● **Required task**
Beginning with the line where "the red condiment" appears, repeat every remaining line of the entries exactly, the last line included.

# Start of Records shown

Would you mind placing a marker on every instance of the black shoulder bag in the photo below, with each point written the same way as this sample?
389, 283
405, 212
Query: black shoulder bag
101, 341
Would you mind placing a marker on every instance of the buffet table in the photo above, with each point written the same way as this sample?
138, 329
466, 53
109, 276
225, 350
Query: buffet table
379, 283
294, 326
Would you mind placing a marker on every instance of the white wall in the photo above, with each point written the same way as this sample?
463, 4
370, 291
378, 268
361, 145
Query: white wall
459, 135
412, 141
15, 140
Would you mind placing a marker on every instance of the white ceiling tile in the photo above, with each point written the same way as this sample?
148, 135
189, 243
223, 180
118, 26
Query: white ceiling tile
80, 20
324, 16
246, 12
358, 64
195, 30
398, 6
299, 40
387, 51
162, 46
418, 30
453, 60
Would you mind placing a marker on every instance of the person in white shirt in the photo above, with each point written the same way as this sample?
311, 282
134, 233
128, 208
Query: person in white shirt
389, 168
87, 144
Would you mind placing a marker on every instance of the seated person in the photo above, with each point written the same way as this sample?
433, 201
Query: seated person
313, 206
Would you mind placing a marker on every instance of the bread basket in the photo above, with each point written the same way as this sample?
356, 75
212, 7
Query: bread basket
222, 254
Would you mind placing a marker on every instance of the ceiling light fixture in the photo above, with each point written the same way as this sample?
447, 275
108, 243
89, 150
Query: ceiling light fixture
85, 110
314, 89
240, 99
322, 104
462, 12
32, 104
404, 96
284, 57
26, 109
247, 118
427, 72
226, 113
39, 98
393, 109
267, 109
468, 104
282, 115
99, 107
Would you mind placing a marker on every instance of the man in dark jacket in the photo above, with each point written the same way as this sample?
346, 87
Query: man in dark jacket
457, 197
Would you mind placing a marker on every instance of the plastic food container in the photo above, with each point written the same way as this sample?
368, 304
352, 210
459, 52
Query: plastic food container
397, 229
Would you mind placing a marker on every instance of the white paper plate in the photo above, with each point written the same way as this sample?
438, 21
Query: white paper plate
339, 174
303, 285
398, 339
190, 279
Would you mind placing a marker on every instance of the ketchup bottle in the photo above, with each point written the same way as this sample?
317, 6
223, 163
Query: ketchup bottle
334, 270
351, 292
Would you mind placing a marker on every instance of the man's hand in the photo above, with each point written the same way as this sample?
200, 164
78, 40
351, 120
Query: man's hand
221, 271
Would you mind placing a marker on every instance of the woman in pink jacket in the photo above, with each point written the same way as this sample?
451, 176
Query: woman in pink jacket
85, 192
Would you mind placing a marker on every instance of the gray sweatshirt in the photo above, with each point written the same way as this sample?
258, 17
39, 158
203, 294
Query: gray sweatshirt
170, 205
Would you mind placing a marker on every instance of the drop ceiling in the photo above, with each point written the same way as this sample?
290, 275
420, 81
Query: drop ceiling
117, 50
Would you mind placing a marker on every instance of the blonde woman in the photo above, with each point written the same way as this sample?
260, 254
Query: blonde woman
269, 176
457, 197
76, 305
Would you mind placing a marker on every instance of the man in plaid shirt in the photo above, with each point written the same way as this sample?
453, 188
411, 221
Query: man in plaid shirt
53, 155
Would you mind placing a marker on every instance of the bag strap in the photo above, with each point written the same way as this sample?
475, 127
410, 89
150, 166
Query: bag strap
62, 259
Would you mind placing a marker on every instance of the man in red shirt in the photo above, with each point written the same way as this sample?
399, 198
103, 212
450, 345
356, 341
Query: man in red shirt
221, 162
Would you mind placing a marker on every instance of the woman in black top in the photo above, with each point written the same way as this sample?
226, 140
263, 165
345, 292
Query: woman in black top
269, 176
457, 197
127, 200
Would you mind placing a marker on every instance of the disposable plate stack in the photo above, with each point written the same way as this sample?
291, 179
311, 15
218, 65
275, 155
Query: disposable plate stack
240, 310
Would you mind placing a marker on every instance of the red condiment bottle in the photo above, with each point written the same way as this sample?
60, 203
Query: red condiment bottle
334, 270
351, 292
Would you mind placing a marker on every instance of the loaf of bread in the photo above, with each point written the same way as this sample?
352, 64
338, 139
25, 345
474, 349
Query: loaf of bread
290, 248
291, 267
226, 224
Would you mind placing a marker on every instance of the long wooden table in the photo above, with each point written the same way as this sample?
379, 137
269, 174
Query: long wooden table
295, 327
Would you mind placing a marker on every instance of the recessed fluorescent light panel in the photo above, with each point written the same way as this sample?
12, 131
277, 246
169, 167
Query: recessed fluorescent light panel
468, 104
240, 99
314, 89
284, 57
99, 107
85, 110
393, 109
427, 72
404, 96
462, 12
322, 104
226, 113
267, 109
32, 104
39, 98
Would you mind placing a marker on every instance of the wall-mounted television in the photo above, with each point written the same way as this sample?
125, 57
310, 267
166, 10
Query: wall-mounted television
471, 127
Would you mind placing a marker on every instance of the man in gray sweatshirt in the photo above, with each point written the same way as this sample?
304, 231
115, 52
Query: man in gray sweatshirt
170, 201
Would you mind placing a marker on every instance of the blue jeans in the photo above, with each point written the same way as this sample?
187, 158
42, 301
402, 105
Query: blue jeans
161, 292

# End of Records shown

● **Exercise answer**
Would you mind placing a marker on every instance of the red condiment bottle in the photo above, with each point written the same way as this sample?
60, 203
Query: red condiment bottle
334, 270
351, 292
Would you mind placing a marker on every instance of the loaf of bread in the photo above, with each point written the same way as this sample?
352, 64
338, 139
25, 345
474, 349
Query: loaf of bread
290, 248
291, 267
226, 224
Would you mind placing a marker on every instance of the long wooden table in the photo above, with each point written the same way as this sample?
379, 137
269, 174
Query: long wooden table
295, 327
Would you mind placing a marker on every instance of the recessed fluorescent light panel in the photo above, with each point written the same way as this sample?
12, 131
277, 246
169, 167
Query: recessed fluorescent light panel
468, 104
240, 99
314, 89
284, 57
99, 107
85, 110
393, 109
427, 72
404, 96
462, 12
322, 104
226, 113
267, 109
32, 104
39, 98
Would you mind placing a marker on every instance of the wall-mounted television in the photo above, with each point written the same way as this sample?
125, 57
310, 267
166, 10
Query: wall-mounted television
471, 127
Would you mind placing a marker on every instance of the man in gray sweatshirt in the photo above, with each point written the same way as this sample?
304, 231
115, 52
Query: man in gray sweatshirt
170, 201
Would you mind placing a marker on every instance of the blue jeans in the photo above, with each point written the same way as this sample?
187, 158
42, 301
402, 105
Query: blue jeans
161, 292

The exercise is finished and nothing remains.